§ **Exercise inputs**
· · ·
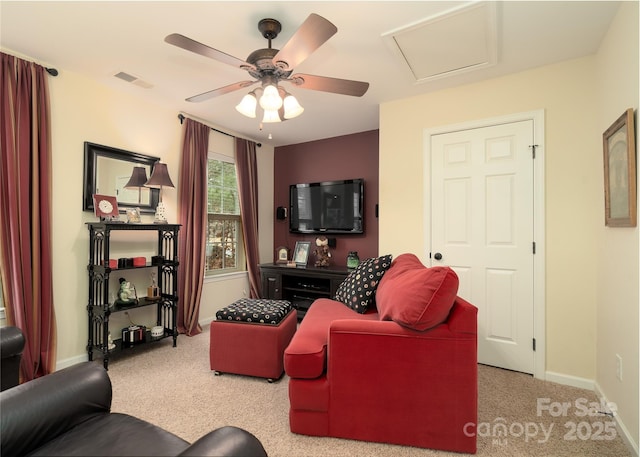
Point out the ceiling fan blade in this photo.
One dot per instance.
(188, 44)
(313, 32)
(220, 91)
(326, 84)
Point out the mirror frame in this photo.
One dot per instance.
(91, 153)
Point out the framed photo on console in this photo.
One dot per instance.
(282, 254)
(620, 172)
(301, 253)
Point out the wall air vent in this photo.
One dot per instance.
(133, 80)
(456, 41)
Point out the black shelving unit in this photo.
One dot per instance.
(98, 307)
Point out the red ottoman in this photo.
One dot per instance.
(249, 337)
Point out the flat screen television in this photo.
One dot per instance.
(327, 207)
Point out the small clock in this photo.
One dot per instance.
(105, 206)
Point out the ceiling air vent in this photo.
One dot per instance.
(133, 80)
(456, 41)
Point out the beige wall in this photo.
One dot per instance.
(570, 137)
(617, 254)
(576, 287)
(82, 110)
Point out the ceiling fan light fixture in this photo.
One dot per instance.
(271, 99)
(291, 107)
(247, 105)
(271, 116)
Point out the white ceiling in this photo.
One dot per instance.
(100, 39)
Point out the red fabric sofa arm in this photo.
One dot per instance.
(403, 385)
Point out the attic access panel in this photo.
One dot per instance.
(456, 41)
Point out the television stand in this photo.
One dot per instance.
(301, 285)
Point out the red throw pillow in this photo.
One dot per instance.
(415, 296)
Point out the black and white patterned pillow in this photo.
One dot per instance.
(255, 310)
(358, 289)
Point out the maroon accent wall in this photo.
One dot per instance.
(344, 157)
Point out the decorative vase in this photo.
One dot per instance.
(353, 260)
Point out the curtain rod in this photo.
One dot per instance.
(182, 118)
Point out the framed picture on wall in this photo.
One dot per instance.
(301, 253)
(620, 172)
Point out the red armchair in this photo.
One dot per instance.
(355, 376)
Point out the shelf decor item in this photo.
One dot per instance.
(282, 254)
(138, 180)
(106, 207)
(152, 290)
(127, 295)
(353, 260)
(160, 178)
(620, 172)
(301, 253)
(322, 252)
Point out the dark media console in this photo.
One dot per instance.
(301, 286)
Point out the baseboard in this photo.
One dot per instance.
(590, 384)
(622, 429)
(568, 380)
(60, 364)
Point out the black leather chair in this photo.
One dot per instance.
(11, 346)
(67, 413)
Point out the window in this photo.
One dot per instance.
(224, 243)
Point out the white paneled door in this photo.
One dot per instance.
(482, 226)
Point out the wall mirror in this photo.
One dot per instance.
(107, 170)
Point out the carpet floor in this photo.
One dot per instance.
(517, 414)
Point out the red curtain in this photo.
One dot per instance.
(192, 201)
(247, 169)
(25, 202)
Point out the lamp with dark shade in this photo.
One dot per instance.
(160, 178)
(138, 179)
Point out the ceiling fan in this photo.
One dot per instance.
(271, 66)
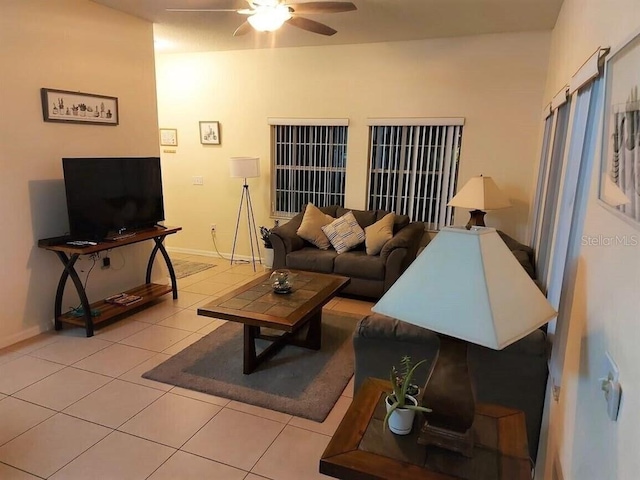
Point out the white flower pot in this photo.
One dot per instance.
(268, 257)
(401, 420)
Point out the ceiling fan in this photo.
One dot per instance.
(269, 15)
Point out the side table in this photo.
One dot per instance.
(361, 450)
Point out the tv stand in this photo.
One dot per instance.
(69, 255)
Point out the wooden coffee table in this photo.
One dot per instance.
(256, 306)
(362, 450)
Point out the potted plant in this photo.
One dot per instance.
(401, 403)
(268, 248)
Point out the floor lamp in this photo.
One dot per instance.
(246, 167)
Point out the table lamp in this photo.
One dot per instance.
(467, 286)
(480, 194)
(246, 167)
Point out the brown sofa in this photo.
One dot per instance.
(371, 275)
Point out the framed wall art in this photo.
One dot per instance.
(620, 160)
(168, 137)
(210, 133)
(78, 107)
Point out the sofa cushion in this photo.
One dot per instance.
(344, 233)
(359, 265)
(399, 221)
(311, 226)
(364, 217)
(312, 259)
(378, 234)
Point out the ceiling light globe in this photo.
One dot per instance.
(268, 19)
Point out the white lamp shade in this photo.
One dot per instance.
(467, 284)
(245, 167)
(480, 193)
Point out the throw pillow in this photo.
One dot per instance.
(311, 227)
(344, 233)
(378, 234)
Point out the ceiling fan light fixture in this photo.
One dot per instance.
(268, 19)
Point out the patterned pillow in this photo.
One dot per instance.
(311, 227)
(344, 233)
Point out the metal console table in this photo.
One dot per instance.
(69, 254)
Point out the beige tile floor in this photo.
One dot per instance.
(76, 408)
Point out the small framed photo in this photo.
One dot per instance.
(168, 137)
(210, 133)
(77, 107)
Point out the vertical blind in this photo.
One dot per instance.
(414, 168)
(550, 196)
(309, 162)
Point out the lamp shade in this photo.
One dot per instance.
(245, 167)
(480, 193)
(467, 284)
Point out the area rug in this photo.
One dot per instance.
(184, 268)
(298, 381)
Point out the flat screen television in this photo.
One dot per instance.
(107, 197)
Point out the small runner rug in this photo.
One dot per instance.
(184, 268)
(298, 381)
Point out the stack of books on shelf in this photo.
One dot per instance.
(123, 299)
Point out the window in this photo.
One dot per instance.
(549, 183)
(309, 160)
(414, 167)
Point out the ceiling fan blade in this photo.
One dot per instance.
(200, 10)
(322, 7)
(242, 29)
(311, 26)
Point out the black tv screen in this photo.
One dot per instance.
(111, 196)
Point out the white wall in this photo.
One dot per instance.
(583, 442)
(494, 81)
(69, 45)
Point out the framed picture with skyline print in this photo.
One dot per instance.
(210, 133)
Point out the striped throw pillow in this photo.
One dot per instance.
(344, 233)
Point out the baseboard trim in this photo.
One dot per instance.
(207, 253)
(25, 335)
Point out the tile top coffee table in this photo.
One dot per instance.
(256, 306)
(361, 450)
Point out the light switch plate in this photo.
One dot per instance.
(610, 368)
(611, 386)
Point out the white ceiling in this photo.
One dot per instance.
(374, 21)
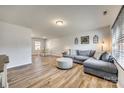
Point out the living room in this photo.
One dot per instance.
(45, 49)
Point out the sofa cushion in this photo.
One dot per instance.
(81, 58)
(105, 57)
(83, 52)
(100, 65)
(70, 56)
(92, 52)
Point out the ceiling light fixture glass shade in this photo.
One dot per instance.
(59, 22)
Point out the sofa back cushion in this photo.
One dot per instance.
(92, 52)
(106, 57)
(83, 52)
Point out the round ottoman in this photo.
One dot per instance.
(64, 63)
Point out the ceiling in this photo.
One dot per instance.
(41, 18)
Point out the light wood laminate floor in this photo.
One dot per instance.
(44, 73)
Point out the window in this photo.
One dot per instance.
(37, 45)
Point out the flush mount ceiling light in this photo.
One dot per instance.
(105, 12)
(59, 22)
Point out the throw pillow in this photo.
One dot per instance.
(105, 57)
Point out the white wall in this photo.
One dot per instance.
(43, 45)
(15, 41)
(120, 83)
(57, 45)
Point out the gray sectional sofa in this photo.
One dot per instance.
(103, 67)
(100, 68)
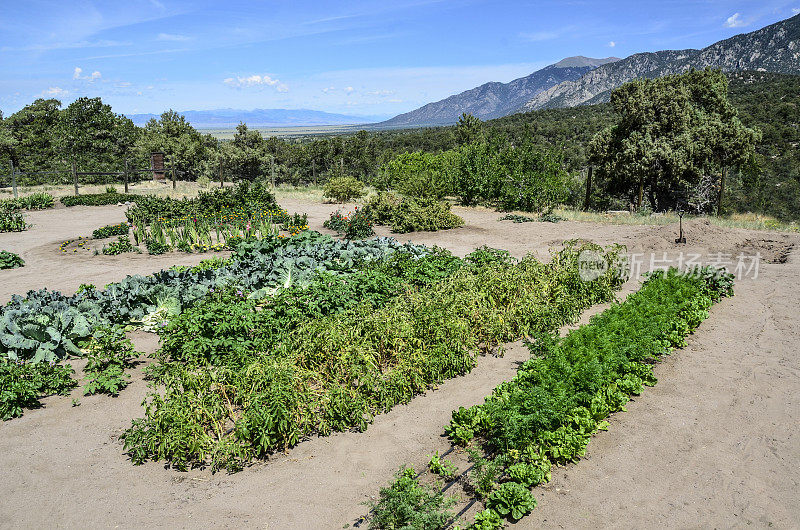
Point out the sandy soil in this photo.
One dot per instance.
(713, 444)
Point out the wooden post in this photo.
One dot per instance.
(14, 179)
(588, 199)
(126, 175)
(75, 176)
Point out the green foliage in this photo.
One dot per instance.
(672, 131)
(93, 199)
(109, 354)
(343, 189)
(155, 247)
(512, 500)
(487, 519)
(42, 328)
(111, 230)
(329, 353)
(12, 221)
(355, 225)
(442, 467)
(23, 384)
(120, 246)
(417, 215)
(9, 260)
(407, 504)
(34, 201)
(381, 207)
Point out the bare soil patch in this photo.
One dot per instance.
(714, 444)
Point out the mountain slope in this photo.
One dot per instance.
(262, 118)
(492, 100)
(774, 48)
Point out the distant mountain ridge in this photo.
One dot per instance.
(494, 99)
(262, 118)
(774, 48)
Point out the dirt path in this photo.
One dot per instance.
(713, 444)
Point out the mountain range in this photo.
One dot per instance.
(227, 118)
(579, 80)
(494, 99)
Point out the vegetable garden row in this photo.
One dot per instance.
(559, 398)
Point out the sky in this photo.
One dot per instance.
(366, 58)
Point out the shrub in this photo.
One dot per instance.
(355, 225)
(9, 260)
(424, 184)
(92, 199)
(381, 207)
(417, 215)
(12, 221)
(343, 189)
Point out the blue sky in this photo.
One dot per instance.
(355, 57)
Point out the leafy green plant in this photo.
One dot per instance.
(109, 354)
(405, 503)
(120, 246)
(156, 247)
(511, 500)
(23, 384)
(9, 260)
(343, 189)
(111, 230)
(487, 519)
(442, 467)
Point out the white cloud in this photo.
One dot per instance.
(173, 37)
(254, 81)
(77, 74)
(735, 21)
(55, 92)
(539, 36)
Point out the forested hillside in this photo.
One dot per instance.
(44, 137)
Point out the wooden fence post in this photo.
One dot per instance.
(75, 176)
(126, 175)
(14, 179)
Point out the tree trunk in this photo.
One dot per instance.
(640, 196)
(721, 189)
(587, 200)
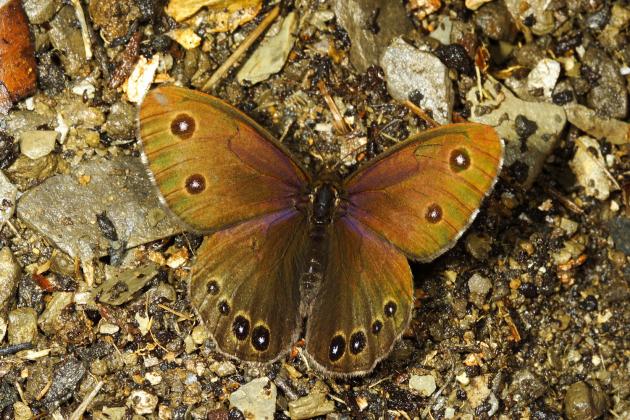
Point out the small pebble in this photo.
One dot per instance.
(479, 284)
(35, 144)
(583, 402)
(256, 399)
(423, 384)
(142, 402)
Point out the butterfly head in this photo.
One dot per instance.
(324, 204)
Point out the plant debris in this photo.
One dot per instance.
(526, 317)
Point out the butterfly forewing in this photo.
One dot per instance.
(213, 165)
(422, 195)
(223, 174)
(220, 172)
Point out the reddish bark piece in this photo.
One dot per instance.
(17, 55)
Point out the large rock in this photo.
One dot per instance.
(409, 71)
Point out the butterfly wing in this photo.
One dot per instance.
(423, 194)
(244, 285)
(222, 173)
(363, 304)
(414, 201)
(213, 165)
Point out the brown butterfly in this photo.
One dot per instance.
(284, 246)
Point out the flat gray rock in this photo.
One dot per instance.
(530, 129)
(371, 25)
(409, 70)
(64, 208)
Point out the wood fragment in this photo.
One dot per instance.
(76, 415)
(128, 59)
(242, 48)
(85, 33)
(338, 121)
(17, 55)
· · ·
§ **Task statement**
Each line above starting at the one holding "Point out the ceiling light fixture" and ending at the one holding "Point out the green foliage in this photo." should be set down exactly as it stands, both ends included, with no pictures.

§ **Answer below**
Point out the ceiling light fixture glass shade in this photo.
One dot per instance.
(59, 22)
Point out the sofa back cushion in this photo.
One dot per instance.
(92, 52)
(106, 57)
(83, 52)
Point out the round ottoman in this photo.
One dot per instance.
(64, 63)
Point out the ceiling in this photo.
One dot per instance.
(41, 18)
Point out the light wood laminate floor in this photo.
One dot per instance.
(44, 73)
Point out the window in this photo.
One dot per instance.
(37, 45)
Point out the flush mount ceiling light in this photo.
One dot per instance.
(105, 12)
(59, 22)
Point out the throw pillow in this photo.
One dot per instance.
(105, 57)
Point out the white wall in this photo.
One dot per instance.
(43, 45)
(15, 41)
(120, 83)
(57, 45)
Point out the gray sectional sofa in this photo.
One dot per instance.
(103, 67)
(100, 68)
Point out the sandy soil in this photo.
One dot per instance.
(713, 444)
Point out the wooden post in this photo.
One dot per instance.
(14, 179)
(588, 199)
(126, 175)
(75, 176)
Point out the green foliage in this photo.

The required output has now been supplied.